───── DOCUMENT EXCERPT ─────
And they’ve done that. Anyone can play Mario. If you’re not oversensitive to cartoon violence (read: would let your kids watch Tom & Jerry), there’s nothing stopping you from playing Brawl with the kids. When they get old enough to keep track of where they’re going and appreciate some amount of narrative, Paper Mario has charms for all ages, and Metroid has an intriguing continuity that keeps those interested coming back for more again and again. And while he may have his faults, Sonic’s still around, and kids who aren’t spoiled on the Genesis classics might even find those werehog bits you didn’t like fun. Maybe you can make them do those for you? Kids love flailing, after all.
I’m not saying other systems lack titles that can bridge this generation gap – I’ve mentioned Ratchet & Clank, and Katamari’s pretty amusing regardless of age – but the Wii has made a focus of it. Nintendo’s stuck it’s nose up at traditionalist tastes a bit, certainly, and I can’t say I’m particularly fond of that, but they’ve not been at all shy about making their games this generation something anyone can get in on. That’s the system’s ad campaign, and really it’s point from the beginning. In that sense, it does a dang fine job.
─────
WHAT YOU WILL DO:
a: List every video game or game series named in the Wii text.
b: Return the part of the Wii text that opens with the words containing "And they’ve done" and closes with "flailing, after all.".
The material after this point is separate from the Wii text.
───── RECORDED INFORMATION ─────
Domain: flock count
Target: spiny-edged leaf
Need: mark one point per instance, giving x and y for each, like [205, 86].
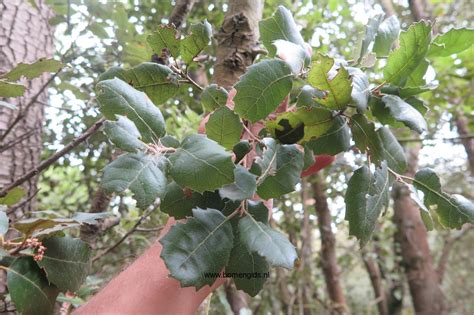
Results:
[337, 88]
[213, 97]
[307, 95]
[165, 37]
[224, 127]
[157, 81]
[124, 134]
[452, 210]
[243, 261]
[179, 202]
[282, 180]
[201, 164]
[262, 88]
[33, 70]
[66, 262]
[138, 172]
[366, 196]
[8, 89]
[13, 196]
[453, 41]
[244, 186]
[360, 88]
[207, 251]
[370, 32]
[301, 125]
[405, 113]
[365, 137]
[392, 151]
[387, 33]
[196, 41]
[241, 149]
[267, 242]
[280, 25]
[3, 221]
[413, 47]
[116, 97]
[294, 55]
[337, 139]
[29, 288]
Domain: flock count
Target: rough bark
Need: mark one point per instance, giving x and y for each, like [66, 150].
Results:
[237, 41]
[411, 234]
[25, 36]
[236, 50]
[462, 125]
[329, 264]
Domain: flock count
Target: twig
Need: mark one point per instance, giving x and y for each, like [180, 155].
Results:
[120, 241]
[51, 160]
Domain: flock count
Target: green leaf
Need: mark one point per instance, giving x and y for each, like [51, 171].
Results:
[124, 134]
[337, 139]
[201, 164]
[3, 221]
[360, 88]
[244, 186]
[213, 97]
[387, 33]
[267, 242]
[453, 41]
[224, 127]
[370, 32]
[243, 262]
[452, 210]
[382, 144]
[280, 178]
[157, 81]
[29, 288]
[280, 26]
[338, 88]
[301, 125]
[392, 151]
[31, 71]
[307, 95]
[366, 196]
[138, 172]
[241, 149]
[116, 97]
[207, 251]
[262, 88]
[165, 37]
[179, 202]
[405, 113]
[8, 89]
[13, 196]
[413, 47]
[192, 44]
[66, 261]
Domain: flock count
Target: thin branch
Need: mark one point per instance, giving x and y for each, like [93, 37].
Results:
[129, 232]
[51, 160]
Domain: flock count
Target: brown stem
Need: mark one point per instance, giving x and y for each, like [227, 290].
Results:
[51, 160]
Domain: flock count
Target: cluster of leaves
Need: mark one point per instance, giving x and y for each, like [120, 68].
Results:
[199, 178]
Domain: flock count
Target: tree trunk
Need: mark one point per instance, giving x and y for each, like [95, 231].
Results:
[328, 248]
[462, 125]
[413, 239]
[25, 36]
[236, 50]
[237, 41]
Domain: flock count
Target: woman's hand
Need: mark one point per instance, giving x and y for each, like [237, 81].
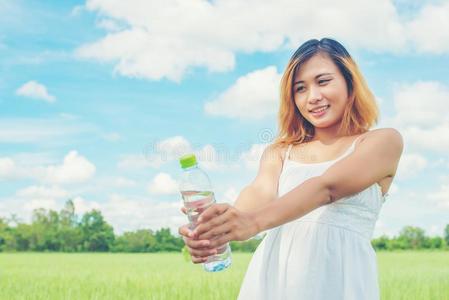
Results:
[199, 249]
[221, 223]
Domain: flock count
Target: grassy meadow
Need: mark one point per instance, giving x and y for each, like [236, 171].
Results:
[403, 275]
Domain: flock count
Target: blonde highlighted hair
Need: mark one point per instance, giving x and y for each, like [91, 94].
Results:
[361, 112]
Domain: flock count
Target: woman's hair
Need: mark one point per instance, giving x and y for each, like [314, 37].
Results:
[360, 113]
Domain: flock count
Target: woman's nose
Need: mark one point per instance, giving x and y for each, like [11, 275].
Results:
[314, 94]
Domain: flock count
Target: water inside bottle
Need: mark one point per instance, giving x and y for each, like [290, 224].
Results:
[196, 202]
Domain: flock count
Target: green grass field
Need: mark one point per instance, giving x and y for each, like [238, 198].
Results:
[403, 275]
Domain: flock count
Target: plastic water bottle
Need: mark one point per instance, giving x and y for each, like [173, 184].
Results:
[197, 195]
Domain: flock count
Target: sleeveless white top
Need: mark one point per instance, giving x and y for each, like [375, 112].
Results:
[326, 254]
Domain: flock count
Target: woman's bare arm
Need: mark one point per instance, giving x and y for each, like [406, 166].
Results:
[374, 158]
[264, 187]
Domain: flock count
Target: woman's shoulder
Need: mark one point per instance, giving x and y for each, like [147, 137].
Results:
[276, 151]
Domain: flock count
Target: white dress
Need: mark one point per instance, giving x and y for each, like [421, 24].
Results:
[323, 255]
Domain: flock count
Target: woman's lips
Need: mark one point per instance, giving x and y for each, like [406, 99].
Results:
[320, 112]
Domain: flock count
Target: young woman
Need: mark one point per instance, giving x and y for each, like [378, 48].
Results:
[319, 188]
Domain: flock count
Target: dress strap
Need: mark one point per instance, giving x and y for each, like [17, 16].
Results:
[287, 154]
[355, 141]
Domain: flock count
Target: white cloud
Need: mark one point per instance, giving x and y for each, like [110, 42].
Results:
[252, 96]
[42, 192]
[427, 31]
[163, 184]
[130, 213]
[410, 165]
[165, 39]
[420, 117]
[7, 168]
[441, 196]
[123, 182]
[34, 130]
[112, 137]
[74, 169]
[421, 103]
[82, 205]
[251, 158]
[33, 89]
[156, 154]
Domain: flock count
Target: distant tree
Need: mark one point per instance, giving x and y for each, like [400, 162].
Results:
[97, 234]
[381, 243]
[141, 240]
[412, 237]
[446, 235]
[69, 232]
[435, 242]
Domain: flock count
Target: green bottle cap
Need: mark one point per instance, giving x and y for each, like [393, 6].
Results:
[187, 161]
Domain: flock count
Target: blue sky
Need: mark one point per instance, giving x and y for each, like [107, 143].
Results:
[99, 98]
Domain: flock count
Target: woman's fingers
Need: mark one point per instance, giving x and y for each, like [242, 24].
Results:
[205, 252]
[213, 227]
[198, 260]
[185, 231]
[184, 210]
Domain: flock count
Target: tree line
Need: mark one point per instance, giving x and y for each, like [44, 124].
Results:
[64, 231]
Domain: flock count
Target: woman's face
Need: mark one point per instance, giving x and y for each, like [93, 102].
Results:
[320, 91]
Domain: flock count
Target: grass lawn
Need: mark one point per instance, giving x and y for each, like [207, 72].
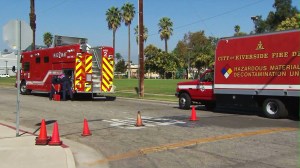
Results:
[155, 89]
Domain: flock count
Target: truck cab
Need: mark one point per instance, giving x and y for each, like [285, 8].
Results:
[198, 91]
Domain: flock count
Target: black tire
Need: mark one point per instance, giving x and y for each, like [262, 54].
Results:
[184, 101]
[210, 106]
[23, 89]
[274, 108]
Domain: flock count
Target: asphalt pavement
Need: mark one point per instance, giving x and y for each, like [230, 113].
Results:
[22, 152]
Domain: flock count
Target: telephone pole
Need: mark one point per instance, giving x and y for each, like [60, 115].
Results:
[32, 18]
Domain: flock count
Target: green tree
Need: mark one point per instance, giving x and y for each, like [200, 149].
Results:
[113, 18]
[237, 29]
[159, 61]
[48, 39]
[145, 34]
[283, 10]
[166, 30]
[290, 23]
[128, 12]
[151, 53]
[195, 50]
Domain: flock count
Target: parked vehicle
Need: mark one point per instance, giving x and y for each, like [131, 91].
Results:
[91, 69]
[4, 76]
[260, 70]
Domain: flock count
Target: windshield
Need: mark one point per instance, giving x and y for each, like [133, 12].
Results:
[207, 77]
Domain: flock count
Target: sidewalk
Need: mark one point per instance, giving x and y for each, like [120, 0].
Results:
[21, 152]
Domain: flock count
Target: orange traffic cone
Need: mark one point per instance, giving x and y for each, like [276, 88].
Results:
[193, 114]
[139, 121]
[86, 130]
[55, 140]
[42, 139]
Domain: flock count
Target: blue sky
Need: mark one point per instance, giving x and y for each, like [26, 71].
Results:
[86, 18]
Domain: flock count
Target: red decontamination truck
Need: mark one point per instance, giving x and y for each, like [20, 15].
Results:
[261, 70]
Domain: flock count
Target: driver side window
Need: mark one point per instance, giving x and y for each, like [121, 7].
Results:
[208, 77]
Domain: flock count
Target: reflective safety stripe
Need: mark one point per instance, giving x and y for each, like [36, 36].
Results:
[79, 73]
[107, 74]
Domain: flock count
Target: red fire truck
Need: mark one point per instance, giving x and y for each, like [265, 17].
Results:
[91, 69]
[252, 71]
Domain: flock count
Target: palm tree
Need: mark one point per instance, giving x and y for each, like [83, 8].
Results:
[145, 34]
[127, 16]
[113, 18]
[48, 39]
[165, 29]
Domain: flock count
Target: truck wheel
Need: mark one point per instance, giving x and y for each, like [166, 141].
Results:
[274, 108]
[184, 101]
[23, 89]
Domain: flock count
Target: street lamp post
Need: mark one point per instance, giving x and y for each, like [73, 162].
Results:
[6, 71]
[255, 19]
[189, 61]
─────
ACTIVITY ANSWERS:
a: Mario, Brawl, Paper Mario, Metroid, Sonic, Ratchet & Clank, Katamari

b:
And they’ve done that. Anyone can play Mario. If you’re not oversensitive to cartoon violence (read: would let your kids watch Tom & Jerry), there’s nothing stopping you from playing Brawl with the kids. When they get old enough to keep track of where they’re going and appreciate some amount of narrative, Paper Mario has charms for all ages, and Metroid has an intriguing continuity that keeps those interested coming back for more again and again. And while he may have his faults, Sonic’s still around, and kids who aren’t spoiled on the Genesis classics might even find those werehog bits you didn’t like fun. Maybe you can make them do those for you? Kids love flailing, after all.